◆ Source document ◆
Key 3 - properHoc

Continuing with the moun problem from the previous page. Say the ground is 10 km down.
1. How far down would that be according to the frame of reference of the muon travelling at 0.9992c?
  The gamma factor is 25, so we get $\displaystyle L=\frac{{{{L}_{0}}}}{\gamma }=\frac{{10000}}{{25}}=400\text{ m}$
2. How long time would it take for the muon to reach the ground, as seen from the frame of reference of the muon? $\displaystyle t=\frac{s}{v}=\frac{{400}}{{0.9992c}}=1.34\cdot {{10}^{{-6}}}\text{ s}$
3. Will it reach the ground?
  1.34·10^-6 s is quite much smaller than the half-life 2.2·10^-6 s, so, most likely, yes.
What speed would a spaceship have to have to be seen as half as long as its proper length?
We have

$\displaystyle L=\frac{{{{L}_{0}}}}{\gamma }$

for L=L₀/2, so

$\displaystyle \frac{{{{L}_{0}}}}{2}=\frac{{{{L}_{0}}}}{\gamma }$

$\displaystyle \frac{1}{2}=\sqrt{{1-{{{\left( {\frac{v}{c}} \right)}}^{2}}}}$

This gives us

$\displaystyle \frac{1}{4}=1-{{\left( {\frac{v}{c}} \right)}^{2}}$

$\displaystyle \frac{v}{c}=\frac{{\sqrt{3}}}{2}=0.866c=2.60\cdot {{10}^{8}}\text{ m/s}$

Last modified: Jun 4, 2025 @ 19:38

◆ Given entries ◆

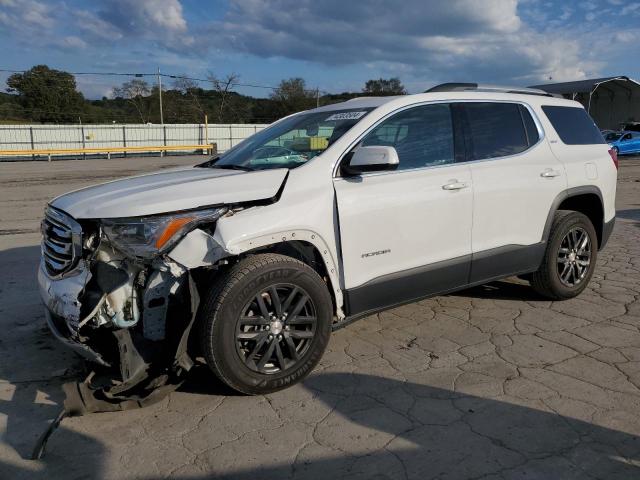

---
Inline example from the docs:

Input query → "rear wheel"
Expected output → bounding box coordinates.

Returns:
[200,254,333,394]
[531,210,598,300]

◆ Task description ◆
Translate this sentence from the relativity answer key above into Spanish: "What speed would a spaceship have to have to be seen as half as long as its proper length?"

◆ Result of this exercise ◆
¿Qué velocidad tendría que tener una nave espacial para verse con la mitad de su longitud propia?